_Page extract_.

........

Last week while discussing our civil justice system, I talked about corporate pollution. I said that corporations have consistently responded to the environmental disasters they have caused by passing the buck for as long as possible. They know the initial outrage will dim, media coverage will diminish, and political administrations will change. Full accountability for their harm cannot be obtained by government agencies. The job is too large since our agencies are underfunded and understaffed. Yet, more accountability is exacted from these corporations than one would expect. The force behind that comes from the private sector.
Into the void that existed in the government's ability in the 1960s to enforce environmental laws to keep our air, water, and lands safe from toxins came unexpected allies, the workers in the American civil justice system. They were the attorneys who advocated for clean air, clean water, and monetary punishment for those who endangered our lives by creating environmental mayhem. With them, but in different roles, were the judges and juries who sat on the groundbreaking cases.
In 1965, private attorneys took on one of the huge energy company, Consolidated Edison, to stop construction of a power generator at Storm King Mountain in New York. Con Ed planned to cut away part of the mountain and turn the nearby forest into a reservoir. The case forced Con Ed to abandon the project. The mountain still stands. This landmark case, which bolstered the government's ability to take environmental and esthetic concerns into consideration when granting permits to corporations, signaled that the civil justice system would become a critical vehicle for progress in environmental issues. Another illustration is worth giving.

........

_Information_.
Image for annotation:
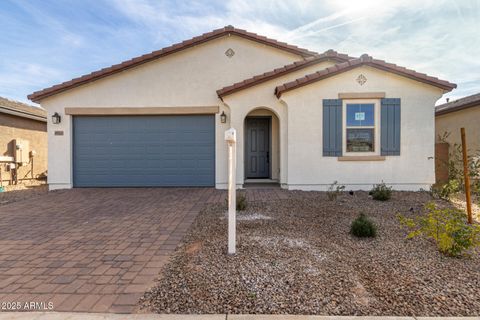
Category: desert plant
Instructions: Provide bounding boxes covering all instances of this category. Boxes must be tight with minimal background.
[225,191,247,211]
[327,181,345,201]
[237,192,247,211]
[369,182,392,201]
[398,202,480,257]
[350,213,377,238]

........

_The problem_. Write the next part of the text on the civil justice system and environmental accountability, picking up after its final sentence. The records that come after the text are unrelated material and stand apart from it.

_Result_.
In the 1940s and 50s, Hooker Chemical & Plastic Corporation dumped twenty thousand tons of hazardous chemical waste in the abandoned canal that was the centerpiece of the Love Canal neighborhood of Niagara Falls. It later covered the dump with dirt and sold the property to the school board for one dollar. During the next decades, the chemicals leached out of the drums and into the surrounding soil. In the 1970s, the EPA learned of the problem. An EPA administrator reported, "Trees and gardens were turning black and dying. The air had a choking smell. Children returned from play with burns on their hands and faces. And then there were the birth defects."
Attorneys representing those citizens forced the corporation to pay restitution, and, eventually, nearly a thousand families were evacuated to safe areas. The national outrage sparked by this case in our civil justice system paved the way for the liability act known as Superfund. It empowers federal agencies to hold polluters accountable for their damages and compel cleanup. Our civil justice system worked there, it worked to require cleanup in the Exxon Valdez spill, and the threat of litigation in it spurred BP to clean up our beaches.
Our civil justice system is David. Corporate America is Goliath. Mark another point for David. History has repeated itself.